━━━━━ DATA IN THIS EXERCISE

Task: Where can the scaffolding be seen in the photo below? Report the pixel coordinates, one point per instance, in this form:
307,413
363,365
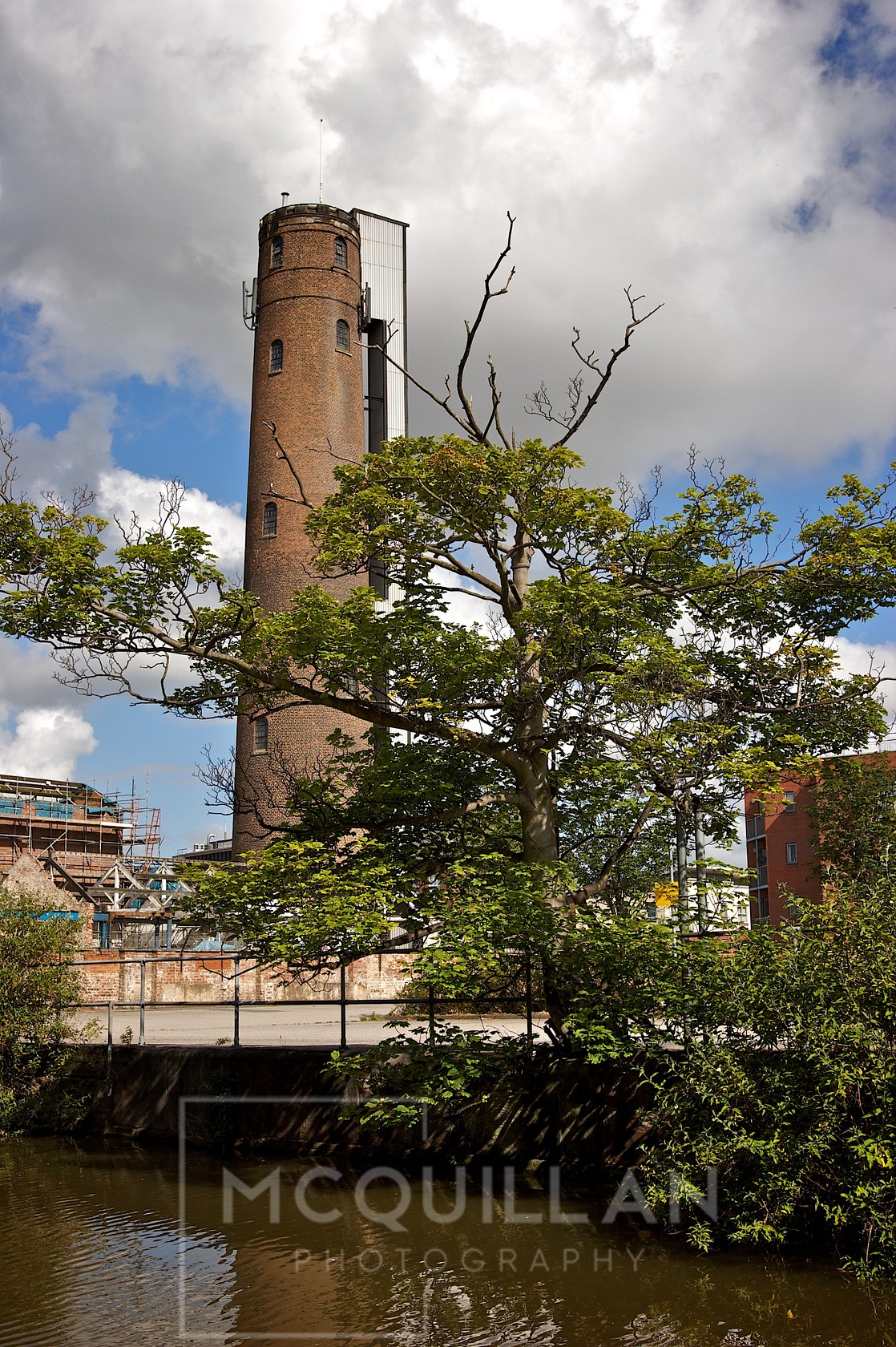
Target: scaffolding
77,830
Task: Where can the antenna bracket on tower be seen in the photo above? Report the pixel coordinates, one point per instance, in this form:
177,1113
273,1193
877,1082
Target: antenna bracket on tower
249,302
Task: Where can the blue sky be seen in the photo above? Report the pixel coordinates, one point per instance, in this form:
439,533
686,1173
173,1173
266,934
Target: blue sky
735,162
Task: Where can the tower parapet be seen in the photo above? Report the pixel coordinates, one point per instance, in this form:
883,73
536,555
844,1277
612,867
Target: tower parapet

━━━━━━━━━━

TASK OBJECTIVE | Please rewrite the listing above with "pixel coordinates" replaced by "image coordinates" everywhere it appears, keeping everything else the same. Omit the picture from your answer.

ANSWER IN FULL |
Task: Where can the scaffolding be seen in the photo below? Report the image coordinates, one point per instance, in this form:
307,413
363,365
Target: scaffolding
77,830
Task: Where can the antenna bracket on tower be seen in the photo above? Report the image coordinates, one point per instance, in this form:
177,1113
273,1193
877,1082
Target: antenna bracket on tower
249,302
Task: Where can the blue sky be seen in the photo above? Report the image coordinates, one point per instance, in this form:
439,533
686,1173
173,1173
266,934
Target: blue sky
735,162
Task: Where can the tower parapet be seen in the photo above? Report the image coordinates, one point per instance, in this form:
883,73
536,555
844,1277
612,867
Target: tower parapet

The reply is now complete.